Next we push this image to ECR

In [None]:
!docker tag nvcr.io/nvidia/tritonserver:24.08-trtllm-python-py3 triton-trtllm
!bash push_ecr.sh triton-trtllm

In [None]:
triton_image_uri = ACCOUNT_ID.dkr.ecr.us-east-1.amazonaws.com/triton-trtllm:latest"

For a simple use case we will take the pre-trained NLP Bert model from Hugging Face and deploy it on SageMaker with Triton as the model server. The script for exporting this model can be found here. This is run as part of the generate_models.sh script from the previous cell. After the model is serialized we package it into the format that Triton and SageMaker expect it to be. We used the pre-configured config.pbtxt file provided with this repo here to specify model configuration which Triton uses to load the model. We tar the model directory and upload it to s3 to later create a SageMaker Model.

## Packaging model files and uploading to s3

In [None]:
!tar --exclude='.ipynb_checkpoints' --exclude='*.bin' \
--exclude='*.h5' --exclude='*.safetensors' --exclude="onnx" \
--exclude='.git*' --exclude='.gitignore' --exclude='.gitattributes' --exclude='.gitmodules' \
-czvf model.tar.gz -C workspace/triton_model_repo/ .

☆ ☆ ☆ ☆ ☆

◆ Task details: Reproduce word for word the stretch of the Triton deployment notebook above from "## Packaging model" through "-C workspace/triton_model_repo/ .".

◆ Data section:
☆ ☆ ☆ ☆ ☆

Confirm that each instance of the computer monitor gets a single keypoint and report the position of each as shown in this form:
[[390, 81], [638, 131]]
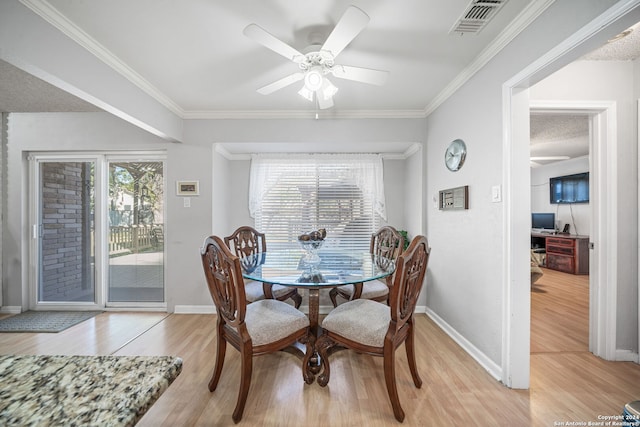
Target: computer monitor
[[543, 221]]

☆ ☆ ☆ ☆ ☆

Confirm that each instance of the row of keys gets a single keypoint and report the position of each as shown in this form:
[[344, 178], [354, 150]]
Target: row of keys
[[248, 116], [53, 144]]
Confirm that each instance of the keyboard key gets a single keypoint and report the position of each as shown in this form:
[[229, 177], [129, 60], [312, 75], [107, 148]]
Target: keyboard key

☆ ☆ ☆ ☆ ☆

◆ Solution for this task:
## Packaging model files and uploading to s3

In [None]:
!tar --exclude='.ipynb_checkpoints' --exclude='*.bin' \
--exclude='*.h5' --exclude='*.safetensors' --exclude="onnx" \
--exclude='.git*' --exclude='.gitignore' --exclude='.gitattributes' --exclude='.gitmodules' \
-czvf model.tar.gz -C workspace/triton_model_repo/ .